▶ _GIVEN TEXT_
------------------------
For instance, one of Islas's major concerns in his US-made films is the struggle of the Hispanic population in the United States. His protagonists are often latinos & latinas struggling to keep their dignity, in the face of a White-dominated culture that sees them as either a threat, or an exploitable work force, or a marketable demographic, depending on the occasion... but never seems to see them as human beings, who are deserving of respect.

Islas is obviously (and justifiably) angry at the systemic racism in America, but he never allows his anger to overwhelm his compassion. For example, the gang of murderers who change El Día de los Muertos (2007) from a slice-of-life drama into a horror movie are led by a fanatic white supremacist... but Islas takes pains to show us that the gang is not entirely white, nor male, nor even heterosexual. Racism is part of the problem, but the real issue is dehumanization: these people enjoy inflicting pain and terror on the powerless, and that kind of brutality underlies many more evils than just racism. Yet Islas also refuses to dehumanize his killers. He shows them to us as shockingly ordinary people, with ordinary lives and careers; and when the supernatural intrudes into their lives, looking for revenge, we feel an unexpected sympathy for them. Islas does not want us to be comfortable with anyone's suffering. The killers may be monsters, but they are human monsters, and we recognize that we are not so different from them as we would like to believe.
------------------------
▶ _DATASET CONTENT_

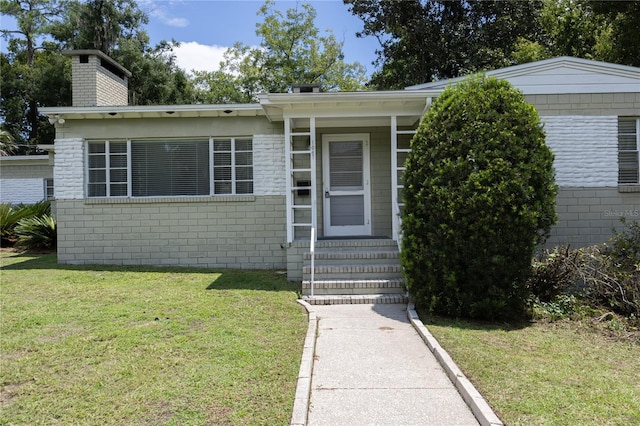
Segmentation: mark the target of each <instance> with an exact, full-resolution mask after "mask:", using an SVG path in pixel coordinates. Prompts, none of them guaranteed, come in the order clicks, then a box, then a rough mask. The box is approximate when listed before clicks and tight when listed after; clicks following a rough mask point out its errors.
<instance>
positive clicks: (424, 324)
mask: <svg viewBox="0 0 640 426" xmlns="http://www.w3.org/2000/svg"><path fill="white" fill-rule="evenodd" d="M418 316H419V317H420V320H421V321H422V322H423V323H424V325H425V326H426V327H427V328H429V325H437V326H438V327H450V328H458V329H462V330H481V331H492V330H501V331H507V332H508V331H516V330H522V329H524V328H528V327H530V326H531V325H533V323H532V322H531V321H530V320H528V319H526V318H522V319H516V320H511V321H486V320H474V319H468V318H449V317H444V316H441V315H433V314H427V313H425V312H422V311H418Z"/></svg>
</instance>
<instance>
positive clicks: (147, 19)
mask: <svg viewBox="0 0 640 426" xmlns="http://www.w3.org/2000/svg"><path fill="white" fill-rule="evenodd" d="M0 12H1V13H2V15H6V16H11V17H13V18H14V19H15V20H16V22H17V27H18V28H17V29H16V30H2V34H3V36H4V38H5V39H7V40H8V44H7V53H0V67H1V73H2V90H1V91H0V98H1V105H0V118H1V119H2V121H3V123H4V126H5V129H6V130H7V131H8V132H9V133H10V134H11V135H12V137H13V138H14V140H15V142H16V145H17V146H18V147H19V148H18V149H17V150H14V151H13V153H14V154H27V153H33V152H35V151H36V150H35V146H36V145H38V144H50V143H53V139H54V134H55V131H54V127H53V126H52V125H51V124H49V122H48V121H47V119H46V117H44V116H42V115H41V114H40V113H39V112H38V108H39V107H41V106H63V105H70V104H71V64H70V60H69V59H68V58H66V57H65V56H63V55H62V54H61V50H62V49H71V50H73V49H98V50H101V51H103V52H104V53H106V54H109V55H110V56H112V57H113V58H114V59H115V60H116V61H118V62H120V63H121V64H122V65H123V66H124V67H125V68H127V69H129V70H130V71H132V72H133V76H132V78H131V79H130V80H129V95H130V96H129V97H130V99H131V103H132V104H144V105H147V104H173V103H191V102H193V100H194V99H195V97H194V90H193V84H192V82H191V81H190V80H189V78H188V77H187V75H186V73H185V72H184V71H183V70H181V69H179V68H178V67H177V65H176V63H175V56H174V55H173V47H174V46H175V43H174V42H162V43H160V44H159V45H157V46H156V47H153V48H152V47H150V46H149V37H148V35H147V34H146V32H145V31H144V30H143V29H142V26H143V25H144V24H146V23H147V22H148V18H147V16H146V15H145V14H144V13H143V12H142V11H141V10H140V9H139V8H138V6H137V4H136V2H135V1H134V0H89V1H80V0H0Z"/></svg>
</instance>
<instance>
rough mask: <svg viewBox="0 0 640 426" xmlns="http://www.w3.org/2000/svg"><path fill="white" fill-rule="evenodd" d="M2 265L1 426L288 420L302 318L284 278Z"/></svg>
mask: <svg viewBox="0 0 640 426" xmlns="http://www.w3.org/2000/svg"><path fill="white" fill-rule="evenodd" d="M0 262H1V263H0V265H1V269H0V294H1V296H2V297H1V302H0V303H1V315H0V329H1V330H2V333H1V334H0V351H1V356H0V367H1V368H0V407H1V411H2V416H1V417H0V424H12V425H19V424H34V423H40V424H53V423H55V424H101V425H109V424H118V425H119V424H163V425H165V424H166V425H174V424H175V425H178V424H179V425H205V424H219V425H225V424H229V425H231V424H247V425H251V424H269V425H277V424H283V425H284V424H288V422H289V420H290V417H291V411H292V407H293V399H294V394H295V387H296V380H297V376H298V369H299V365H300V357H301V354H302V347H303V342H304V337H305V334H306V330H307V317H306V313H305V312H304V309H302V307H301V306H300V305H298V304H297V303H296V300H297V294H298V291H299V290H300V289H299V285H296V284H292V283H289V282H287V281H286V277H285V276H283V275H282V274H279V273H277V272H275V271H226V270H224V271H218V270H210V269H209V270H207V269H187V268H152V267H115V266H69V265H58V264H57V263H56V259H55V255H25V254H15V253H11V254H9V253H2V255H1V257H0Z"/></svg>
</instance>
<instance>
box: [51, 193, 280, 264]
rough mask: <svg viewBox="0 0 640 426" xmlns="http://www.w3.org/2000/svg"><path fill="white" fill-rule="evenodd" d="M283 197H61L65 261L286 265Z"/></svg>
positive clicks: (97, 262)
mask: <svg viewBox="0 0 640 426" xmlns="http://www.w3.org/2000/svg"><path fill="white" fill-rule="evenodd" d="M284 205H285V203H284V197H282V196H272V197H254V196H249V197H236V198H235V200H234V197H224V198H221V199H220V200H214V201H211V200H208V201H197V200H192V201H190V202H189V201H186V200H185V201H179V200H174V201H169V200H165V202H160V201H159V200H155V202H150V201H144V200H143V201H138V202H130V201H129V202H122V203H102V202H95V203H92V202H85V201H82V200H58V201H57V206H56V207H57V217H58V261H59V262H60V263H65V264H85V263H86V264H115V265H172V266H199V267H219V268H243V269H272V268H285V267H286V263H287V260H286V250H285V249H284V248H283V247H284V242H285V240H286V230H285V207H284Z"/></svg>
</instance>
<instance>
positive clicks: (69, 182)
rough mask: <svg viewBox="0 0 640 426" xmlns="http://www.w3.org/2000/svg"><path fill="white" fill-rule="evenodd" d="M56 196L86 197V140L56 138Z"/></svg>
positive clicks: (58, 198)
mask: <svg viewBox="0 0 640 426" xmlns="http://www.w3.org/2000/svg"><path fill="white" fill-rule="evenodd" d="M55 146H56V155H55V168H54V171H53V179H54V182H55V188H54V191H55V192H54V197H55V198H56V199H67V200H73V199H82V198H84V141H83V140H82V139H77V138H76V139H56V142H55Z"/></svg>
------------------------
▶ _TASKS_
1 – Rewrite everything from "For instance, one" down to "deserving of respect." in the passage on Islas's films, changing "work force" to "labor force".
2 – Write what comes next in the passage on Islas's films, picking up after its final sentence.

▶ _RESULTS OF THE EXERCISE_
1 –
For instance, one of Islas's major concerns in his US-made films is the struggle of the Hispanic population in the United States. His protagonists are often latinos & latinas struggling to keep their dignity, in the face of a White-dominated culture that sees them as either a threat, or an exploitable labor force, or a marketable demographic, depending on the occasion... but never seems to see them as human beings, who are deserving of respect.

2 –
The Zombie Farm (2009) offers another example of Islas's remarkable outlook. At one point early on, his hero Rocque castigates the heroine Pilar for being an assimilated, college-educated "second-generation" latina who looks down on those who've retained their ties to Hispanic America. In fact, Rocque later goes on an extended diatribe about the way Latin Americans have debased themselves trying to conform to European-American standards of beauty. There's a lot of truth to this. But on the other hand, Islas reveals to us that that Rocque is sneakily partial to blondes, too... and in the course of the film he genuinely falls in love with "second-generation" Pilar, to the point that he passes up the chance to go back to Mexico with an "authentically Hispanic" girl who has fallen in love with him. On top of this, Rocque's words about assimilation echo back to Pilar from the lips of the movie's villain — a woman who has betrayed not only her people but all humanity, by selling her re-animated victims to White agri-business as the ultimate low-wage workforce. In Islas's American films, the monsters may be imaginary, but the injustice is real... and neither the causes nor the solutions are simple. His heroes are flawed; his monsters have unexpected traces of humanity. All in all, Ricardo Islas is one of the most humane writers and directors ever to have worked in the horror genre.



Plenilunio, Islas's reinterpretation of the werewolf film, was one of the last movies he made in Uruguay. Though it represents a huge step up from Crowley in every respect, Islas still had to deal with many of the same problems: limited equipment, limited budget, limited special effects. As usual with ultra-low-budget movies, Plenilunio has its strengths and its weaknesses; fortunately its strengths far outweigh its weaknesses, and its very weakest point — its monster — is so entertainingly awful that it actually begins to tip back into the "strengths" category. I'm not going to discuss the monster and its design at all until after I get finished talking about the movie itself.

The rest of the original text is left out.